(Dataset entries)
===============

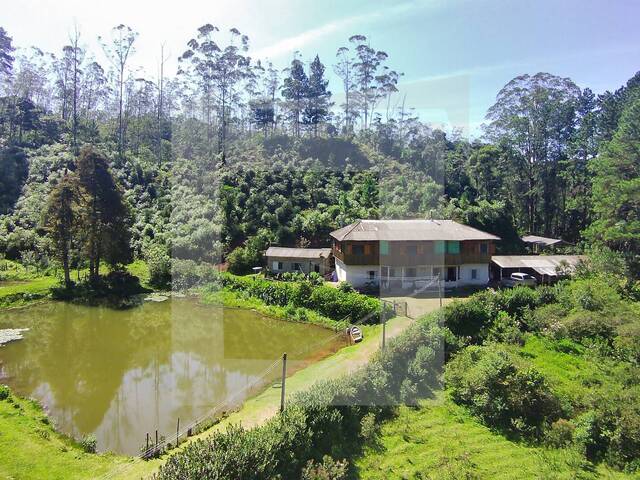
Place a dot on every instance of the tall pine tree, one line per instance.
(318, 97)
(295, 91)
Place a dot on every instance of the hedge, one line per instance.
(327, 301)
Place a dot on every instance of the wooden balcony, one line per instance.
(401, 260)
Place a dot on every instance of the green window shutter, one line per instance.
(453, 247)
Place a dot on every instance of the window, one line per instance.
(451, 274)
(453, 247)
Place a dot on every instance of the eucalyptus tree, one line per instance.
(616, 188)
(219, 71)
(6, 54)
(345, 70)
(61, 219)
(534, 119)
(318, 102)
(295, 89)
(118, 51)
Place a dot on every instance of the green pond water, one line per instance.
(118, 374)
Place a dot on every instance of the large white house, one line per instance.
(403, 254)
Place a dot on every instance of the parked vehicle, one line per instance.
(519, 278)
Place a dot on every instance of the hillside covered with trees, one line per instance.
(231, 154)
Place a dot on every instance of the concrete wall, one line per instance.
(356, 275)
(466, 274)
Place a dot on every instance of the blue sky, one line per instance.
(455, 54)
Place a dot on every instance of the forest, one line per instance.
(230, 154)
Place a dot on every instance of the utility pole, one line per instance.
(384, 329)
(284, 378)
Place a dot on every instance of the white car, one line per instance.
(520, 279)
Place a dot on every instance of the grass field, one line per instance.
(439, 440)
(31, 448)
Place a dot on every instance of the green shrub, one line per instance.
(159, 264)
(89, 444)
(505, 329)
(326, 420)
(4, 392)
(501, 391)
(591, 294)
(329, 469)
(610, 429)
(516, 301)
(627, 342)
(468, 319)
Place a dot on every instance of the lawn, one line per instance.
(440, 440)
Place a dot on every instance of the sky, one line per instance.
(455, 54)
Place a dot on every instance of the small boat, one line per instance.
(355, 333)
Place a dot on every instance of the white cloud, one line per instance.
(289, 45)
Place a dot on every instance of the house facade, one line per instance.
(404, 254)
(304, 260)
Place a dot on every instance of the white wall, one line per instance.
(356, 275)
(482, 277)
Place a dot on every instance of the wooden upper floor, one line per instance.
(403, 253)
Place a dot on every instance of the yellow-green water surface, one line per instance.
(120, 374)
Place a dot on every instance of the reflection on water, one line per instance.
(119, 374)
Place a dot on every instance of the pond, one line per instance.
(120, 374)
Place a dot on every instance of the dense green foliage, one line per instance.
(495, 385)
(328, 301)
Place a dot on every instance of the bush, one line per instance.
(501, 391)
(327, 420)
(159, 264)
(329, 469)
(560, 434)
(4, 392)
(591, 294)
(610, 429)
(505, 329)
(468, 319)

===============

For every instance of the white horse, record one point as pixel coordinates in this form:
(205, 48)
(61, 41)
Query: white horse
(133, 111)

===============

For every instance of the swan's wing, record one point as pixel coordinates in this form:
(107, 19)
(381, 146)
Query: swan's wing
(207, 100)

===============

▶ [Exercise]: State the count of lines above containing the string "pixel", and add nothing to it.

▶ [Task solution]: 2